**TASK OBJECTIVE**
Tally the lines in the data that follows that include the word "below", and report nothing but the total.

[[ RECORDED INFORMATION, beginning ]]

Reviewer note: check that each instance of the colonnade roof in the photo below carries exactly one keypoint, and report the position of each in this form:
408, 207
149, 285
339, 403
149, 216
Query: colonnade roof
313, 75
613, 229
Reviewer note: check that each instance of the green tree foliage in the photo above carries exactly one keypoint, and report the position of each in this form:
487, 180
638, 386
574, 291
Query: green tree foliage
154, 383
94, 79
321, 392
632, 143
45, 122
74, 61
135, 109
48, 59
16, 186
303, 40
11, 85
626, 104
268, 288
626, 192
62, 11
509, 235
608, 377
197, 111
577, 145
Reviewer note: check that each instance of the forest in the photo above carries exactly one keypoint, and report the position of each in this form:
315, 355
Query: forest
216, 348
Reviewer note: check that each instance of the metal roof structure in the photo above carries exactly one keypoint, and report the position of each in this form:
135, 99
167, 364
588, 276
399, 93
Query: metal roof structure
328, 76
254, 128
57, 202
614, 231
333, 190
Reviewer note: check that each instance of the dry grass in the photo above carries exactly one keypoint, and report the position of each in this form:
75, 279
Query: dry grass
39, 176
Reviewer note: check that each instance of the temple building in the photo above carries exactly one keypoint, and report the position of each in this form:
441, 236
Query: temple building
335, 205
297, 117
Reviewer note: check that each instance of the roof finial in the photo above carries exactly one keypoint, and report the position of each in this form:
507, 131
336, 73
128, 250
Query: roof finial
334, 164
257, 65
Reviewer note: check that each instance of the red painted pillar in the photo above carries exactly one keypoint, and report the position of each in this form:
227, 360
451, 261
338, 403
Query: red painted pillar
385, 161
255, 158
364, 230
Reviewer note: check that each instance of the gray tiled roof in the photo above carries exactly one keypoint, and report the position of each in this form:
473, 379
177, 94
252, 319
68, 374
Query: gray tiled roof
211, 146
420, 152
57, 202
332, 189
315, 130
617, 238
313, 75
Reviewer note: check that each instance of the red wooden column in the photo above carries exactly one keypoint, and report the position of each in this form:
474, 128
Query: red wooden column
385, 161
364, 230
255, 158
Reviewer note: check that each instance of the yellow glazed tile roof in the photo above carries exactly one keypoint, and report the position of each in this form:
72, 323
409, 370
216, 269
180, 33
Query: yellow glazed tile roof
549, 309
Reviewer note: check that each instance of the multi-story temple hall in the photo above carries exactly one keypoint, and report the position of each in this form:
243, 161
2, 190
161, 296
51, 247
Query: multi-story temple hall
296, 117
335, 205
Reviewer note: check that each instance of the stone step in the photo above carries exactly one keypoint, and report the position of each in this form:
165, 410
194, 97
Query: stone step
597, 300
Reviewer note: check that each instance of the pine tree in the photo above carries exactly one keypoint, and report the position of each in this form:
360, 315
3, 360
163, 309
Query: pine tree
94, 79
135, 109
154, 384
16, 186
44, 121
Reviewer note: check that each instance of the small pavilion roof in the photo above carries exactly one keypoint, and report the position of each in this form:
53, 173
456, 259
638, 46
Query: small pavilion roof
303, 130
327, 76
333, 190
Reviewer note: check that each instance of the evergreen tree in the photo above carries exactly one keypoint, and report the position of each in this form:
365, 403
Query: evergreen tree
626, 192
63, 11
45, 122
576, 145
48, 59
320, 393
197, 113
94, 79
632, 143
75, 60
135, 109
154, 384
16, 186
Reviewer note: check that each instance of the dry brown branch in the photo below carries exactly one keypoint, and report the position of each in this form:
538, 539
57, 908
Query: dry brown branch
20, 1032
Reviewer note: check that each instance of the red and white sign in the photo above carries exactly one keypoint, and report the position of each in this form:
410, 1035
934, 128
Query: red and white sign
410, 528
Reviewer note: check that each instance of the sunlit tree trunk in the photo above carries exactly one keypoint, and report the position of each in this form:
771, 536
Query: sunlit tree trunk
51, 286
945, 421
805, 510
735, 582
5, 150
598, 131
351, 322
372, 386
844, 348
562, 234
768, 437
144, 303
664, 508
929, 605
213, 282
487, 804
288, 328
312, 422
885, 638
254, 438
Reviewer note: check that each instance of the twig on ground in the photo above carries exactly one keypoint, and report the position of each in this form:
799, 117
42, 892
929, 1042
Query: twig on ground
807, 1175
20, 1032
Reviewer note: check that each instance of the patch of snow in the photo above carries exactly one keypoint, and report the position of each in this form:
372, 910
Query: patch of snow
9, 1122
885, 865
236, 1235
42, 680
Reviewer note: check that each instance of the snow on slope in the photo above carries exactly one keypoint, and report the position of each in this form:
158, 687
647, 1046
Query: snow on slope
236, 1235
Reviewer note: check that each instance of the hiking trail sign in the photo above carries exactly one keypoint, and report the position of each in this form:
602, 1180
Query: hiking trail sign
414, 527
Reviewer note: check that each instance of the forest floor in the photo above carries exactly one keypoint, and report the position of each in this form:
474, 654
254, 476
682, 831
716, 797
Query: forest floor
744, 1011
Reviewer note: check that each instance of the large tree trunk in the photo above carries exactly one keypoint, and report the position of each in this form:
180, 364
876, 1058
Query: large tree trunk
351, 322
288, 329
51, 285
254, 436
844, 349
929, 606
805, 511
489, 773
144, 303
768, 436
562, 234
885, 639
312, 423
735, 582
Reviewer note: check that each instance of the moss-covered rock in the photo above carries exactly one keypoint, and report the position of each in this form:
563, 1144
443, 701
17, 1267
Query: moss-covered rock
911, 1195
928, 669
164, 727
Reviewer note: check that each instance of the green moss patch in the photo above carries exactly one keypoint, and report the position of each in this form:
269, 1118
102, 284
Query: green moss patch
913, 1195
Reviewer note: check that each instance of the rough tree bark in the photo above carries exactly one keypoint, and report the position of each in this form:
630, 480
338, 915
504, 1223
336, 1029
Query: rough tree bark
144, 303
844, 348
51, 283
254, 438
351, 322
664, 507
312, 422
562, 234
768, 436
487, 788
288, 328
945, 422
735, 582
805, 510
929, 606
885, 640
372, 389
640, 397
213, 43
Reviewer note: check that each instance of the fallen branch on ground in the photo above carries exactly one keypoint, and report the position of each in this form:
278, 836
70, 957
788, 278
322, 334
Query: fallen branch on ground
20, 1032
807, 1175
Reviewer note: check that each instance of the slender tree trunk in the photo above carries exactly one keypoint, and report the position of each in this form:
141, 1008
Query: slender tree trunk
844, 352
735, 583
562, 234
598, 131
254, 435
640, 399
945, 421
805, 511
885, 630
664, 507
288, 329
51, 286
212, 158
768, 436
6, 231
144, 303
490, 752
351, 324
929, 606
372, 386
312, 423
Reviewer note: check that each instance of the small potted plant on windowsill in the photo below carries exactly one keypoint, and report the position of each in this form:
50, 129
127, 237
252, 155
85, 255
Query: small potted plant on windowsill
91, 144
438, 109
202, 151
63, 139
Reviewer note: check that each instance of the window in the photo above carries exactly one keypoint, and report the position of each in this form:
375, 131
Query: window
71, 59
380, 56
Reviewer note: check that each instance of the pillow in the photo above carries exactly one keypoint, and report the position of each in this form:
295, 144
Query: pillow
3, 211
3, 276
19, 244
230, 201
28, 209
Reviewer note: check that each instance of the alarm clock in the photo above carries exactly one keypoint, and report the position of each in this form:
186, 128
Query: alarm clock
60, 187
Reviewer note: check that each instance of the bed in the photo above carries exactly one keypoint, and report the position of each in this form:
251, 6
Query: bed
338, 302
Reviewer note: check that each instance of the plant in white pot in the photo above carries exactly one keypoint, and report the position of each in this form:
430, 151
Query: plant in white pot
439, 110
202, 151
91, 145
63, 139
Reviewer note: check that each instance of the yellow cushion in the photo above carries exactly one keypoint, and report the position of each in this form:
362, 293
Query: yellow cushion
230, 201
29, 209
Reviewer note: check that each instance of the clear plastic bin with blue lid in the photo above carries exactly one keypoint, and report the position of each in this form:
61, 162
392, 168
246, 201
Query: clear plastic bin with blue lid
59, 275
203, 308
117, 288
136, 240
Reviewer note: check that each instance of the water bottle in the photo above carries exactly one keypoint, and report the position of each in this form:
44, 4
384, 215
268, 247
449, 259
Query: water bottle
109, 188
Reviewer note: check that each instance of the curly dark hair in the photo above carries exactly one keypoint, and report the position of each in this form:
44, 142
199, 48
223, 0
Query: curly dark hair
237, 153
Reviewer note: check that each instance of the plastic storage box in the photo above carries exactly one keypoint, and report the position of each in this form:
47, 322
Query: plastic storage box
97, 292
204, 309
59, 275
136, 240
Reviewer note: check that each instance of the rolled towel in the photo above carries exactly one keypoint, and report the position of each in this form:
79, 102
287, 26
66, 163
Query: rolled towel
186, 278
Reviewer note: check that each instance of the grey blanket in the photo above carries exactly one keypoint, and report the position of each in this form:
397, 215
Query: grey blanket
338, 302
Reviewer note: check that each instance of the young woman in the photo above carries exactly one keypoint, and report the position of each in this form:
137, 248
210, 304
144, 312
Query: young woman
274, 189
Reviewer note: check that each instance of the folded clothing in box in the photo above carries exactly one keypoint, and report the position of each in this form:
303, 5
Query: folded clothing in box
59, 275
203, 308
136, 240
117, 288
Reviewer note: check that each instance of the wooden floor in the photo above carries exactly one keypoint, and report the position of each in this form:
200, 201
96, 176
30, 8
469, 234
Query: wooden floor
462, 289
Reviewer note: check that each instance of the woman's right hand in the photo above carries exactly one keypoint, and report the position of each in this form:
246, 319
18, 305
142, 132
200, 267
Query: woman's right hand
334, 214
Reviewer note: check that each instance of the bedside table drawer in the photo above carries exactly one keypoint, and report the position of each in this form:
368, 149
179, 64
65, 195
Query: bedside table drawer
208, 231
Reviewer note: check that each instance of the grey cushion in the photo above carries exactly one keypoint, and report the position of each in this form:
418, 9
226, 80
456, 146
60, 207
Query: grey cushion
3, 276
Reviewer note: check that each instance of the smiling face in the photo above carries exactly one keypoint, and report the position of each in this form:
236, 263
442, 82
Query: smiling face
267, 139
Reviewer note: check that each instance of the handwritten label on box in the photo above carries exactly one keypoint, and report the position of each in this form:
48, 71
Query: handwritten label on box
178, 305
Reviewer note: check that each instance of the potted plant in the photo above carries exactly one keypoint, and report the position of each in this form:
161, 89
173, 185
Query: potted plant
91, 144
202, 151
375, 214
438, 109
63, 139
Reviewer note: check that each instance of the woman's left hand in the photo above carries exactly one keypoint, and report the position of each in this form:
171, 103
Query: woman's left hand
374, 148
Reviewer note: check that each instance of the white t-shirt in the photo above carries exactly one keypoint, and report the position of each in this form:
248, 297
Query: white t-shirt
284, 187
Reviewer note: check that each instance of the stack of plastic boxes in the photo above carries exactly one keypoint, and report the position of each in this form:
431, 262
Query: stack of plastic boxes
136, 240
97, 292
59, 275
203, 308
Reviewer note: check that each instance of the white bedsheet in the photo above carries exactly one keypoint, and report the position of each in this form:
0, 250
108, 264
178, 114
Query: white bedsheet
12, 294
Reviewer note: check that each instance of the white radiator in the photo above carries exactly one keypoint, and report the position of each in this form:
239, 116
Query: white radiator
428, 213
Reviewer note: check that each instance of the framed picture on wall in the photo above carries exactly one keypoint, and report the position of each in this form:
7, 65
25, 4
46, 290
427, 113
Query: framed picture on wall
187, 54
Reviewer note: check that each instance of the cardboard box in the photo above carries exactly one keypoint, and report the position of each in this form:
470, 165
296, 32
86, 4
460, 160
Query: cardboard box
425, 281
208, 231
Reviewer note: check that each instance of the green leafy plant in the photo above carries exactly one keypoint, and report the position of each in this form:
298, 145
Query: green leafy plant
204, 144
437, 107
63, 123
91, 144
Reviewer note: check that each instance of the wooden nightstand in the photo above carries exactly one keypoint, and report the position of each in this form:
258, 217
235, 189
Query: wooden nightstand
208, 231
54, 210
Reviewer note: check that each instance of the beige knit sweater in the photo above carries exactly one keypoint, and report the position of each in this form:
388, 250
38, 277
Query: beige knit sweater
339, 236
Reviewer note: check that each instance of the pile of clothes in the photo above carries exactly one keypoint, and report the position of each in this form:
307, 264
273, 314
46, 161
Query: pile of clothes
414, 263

[[ RECORDED INFORMATION, end ]]

**ANSWER FOR THIS EXERCISE**
3